> **Page extract**
--------------------------------------------------
EPSRC Reference: 
EP/T021225/1 
Title: 
Effective Equidistribution in Diophantine Approximation : Theory, Interactions and Applications. 
Principal Investigator: 
Adiceam, Dr F 
Other Investigators: 

Researcher CoInvestigators: 

Project Partners: 

Department: 
Mathematics 
Organisation: 
University of Manchester, The 
Scheme: 
New Investigator Award 
Starts: 
01 April 2020 
Ends: 
31 March 2023 
Value (£): 
160,136

EPSRC Research Topic Classifications: 
Algebra & Geometry 
Mathematical Analysis 

EPSRC Industrial Sector Classifications: 
No relevance to Underpinning Sectors 


Related Grants: 

Panel History: 

Summary on Grant Application Form 
Diophantine Approximation is a branch of Number Theory that can loosely be described as a quantitative analysis of the property that every real number can be approximated by a rational number arbitrarily closely. The theory dates back to the ancient Greeks and Chinese who used good approximations to the number pi (3.14...) in order to accurately predict the position of planets and stars. Today, the theory is deeply intertwined with many other areas of mathematics such as ergodic theory, dynamical systems, probability theory and fractal geometry. It also continues to play a significant role in applications to real world problems including those arising from computer science or from the rapidly developing areas of electronic communications, antenna design and signal processing.
The many interactions between Diophantine Approximation and other disciplines in science can be explained by the universal need to approximate complex structures by more regular ones. Many problems can thus be reduced to the analysis of the distribution of sets of approximation. They can furthermore be solved upon having a good enough understanding of the regularity such sets enjoy (that is, their equidistribution properties). The research project aims at exploiting this fruitful point of view to tackle some deep and longstanding problems lying at heart of topics as varied as Metric (i.e. probabilistic) Number Theory, Convex Geometry and Diophantine Analysis.
--------------------------------------------------
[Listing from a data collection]
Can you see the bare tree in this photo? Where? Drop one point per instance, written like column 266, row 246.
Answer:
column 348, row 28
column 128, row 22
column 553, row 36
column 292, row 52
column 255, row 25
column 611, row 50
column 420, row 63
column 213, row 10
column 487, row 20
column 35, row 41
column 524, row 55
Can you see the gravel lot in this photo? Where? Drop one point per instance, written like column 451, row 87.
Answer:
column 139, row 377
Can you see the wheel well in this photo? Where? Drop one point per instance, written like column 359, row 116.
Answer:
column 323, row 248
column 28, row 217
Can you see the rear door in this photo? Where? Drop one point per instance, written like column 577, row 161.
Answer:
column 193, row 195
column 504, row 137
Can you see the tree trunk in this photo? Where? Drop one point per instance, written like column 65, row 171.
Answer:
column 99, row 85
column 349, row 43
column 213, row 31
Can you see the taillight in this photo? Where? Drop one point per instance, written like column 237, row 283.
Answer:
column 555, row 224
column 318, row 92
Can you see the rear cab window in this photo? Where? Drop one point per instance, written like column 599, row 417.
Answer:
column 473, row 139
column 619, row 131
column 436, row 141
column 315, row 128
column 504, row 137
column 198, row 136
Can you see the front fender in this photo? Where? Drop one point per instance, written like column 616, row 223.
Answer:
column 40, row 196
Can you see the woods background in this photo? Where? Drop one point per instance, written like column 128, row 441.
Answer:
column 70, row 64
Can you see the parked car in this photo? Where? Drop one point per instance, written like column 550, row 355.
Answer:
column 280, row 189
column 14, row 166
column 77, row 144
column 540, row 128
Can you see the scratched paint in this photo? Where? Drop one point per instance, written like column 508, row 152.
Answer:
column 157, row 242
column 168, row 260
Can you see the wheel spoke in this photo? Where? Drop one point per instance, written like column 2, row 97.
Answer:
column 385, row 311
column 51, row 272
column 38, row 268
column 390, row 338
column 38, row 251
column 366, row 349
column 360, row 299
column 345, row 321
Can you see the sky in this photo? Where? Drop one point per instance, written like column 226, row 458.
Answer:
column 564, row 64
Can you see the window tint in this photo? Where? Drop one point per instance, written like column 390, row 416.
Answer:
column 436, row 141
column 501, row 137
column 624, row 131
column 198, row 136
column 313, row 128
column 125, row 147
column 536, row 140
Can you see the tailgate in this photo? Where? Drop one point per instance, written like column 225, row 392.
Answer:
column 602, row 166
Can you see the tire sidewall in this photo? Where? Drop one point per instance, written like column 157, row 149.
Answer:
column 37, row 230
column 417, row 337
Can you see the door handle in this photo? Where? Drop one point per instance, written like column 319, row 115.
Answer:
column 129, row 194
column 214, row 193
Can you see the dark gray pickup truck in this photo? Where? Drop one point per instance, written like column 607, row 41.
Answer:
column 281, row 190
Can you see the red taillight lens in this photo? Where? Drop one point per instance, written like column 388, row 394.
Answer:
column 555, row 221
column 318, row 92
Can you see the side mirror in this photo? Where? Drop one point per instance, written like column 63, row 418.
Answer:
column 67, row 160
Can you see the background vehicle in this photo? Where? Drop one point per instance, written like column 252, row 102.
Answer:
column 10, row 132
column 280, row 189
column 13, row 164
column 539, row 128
--------------------------------------------------
Extend the grant summary on Diophantine Approximation, picking up after its final sentence. The listing is separate material and has no connection to the grant summary on Diophantine Approximation.

One of the goals is related to the problem of approximating dependent quantities (e.g., a number and its cube) by rationals. This leads to the domain of Diophantine Approximation on manifolds, where for most questions no general theory is available. Our aim is to develop such a general theory for a large class of curves by determining the fractal dimension of very well approximable points lying on them. This is related to the problem of counting the number of rational points with bounded denominators lying close to the given curves and constitutes an extremely active domain of research.
The project will also be concerned with a question in Convex Geometry which can loosely (but surprisingly simply) be described as follows: suppose you stand in a forest where all tree trunks have the same (very small) size. Can you position them in such a way that they are at least a unit distance apart from each other and that no matter where you stand and what direction you look in, you will never be able to see the horizon? If so, what is the smallest visibility that can be guaranteed upon arranging the trees in a suitable way? The underlying deep problem is due to Danzer (1965) and is closely related to other questions in mathematical physics and in the theory of mathematical quasicrystals. It is still open, and will be addressed with Diophantine methods by analysing the distribution of the set of points defined as the centers of the trees.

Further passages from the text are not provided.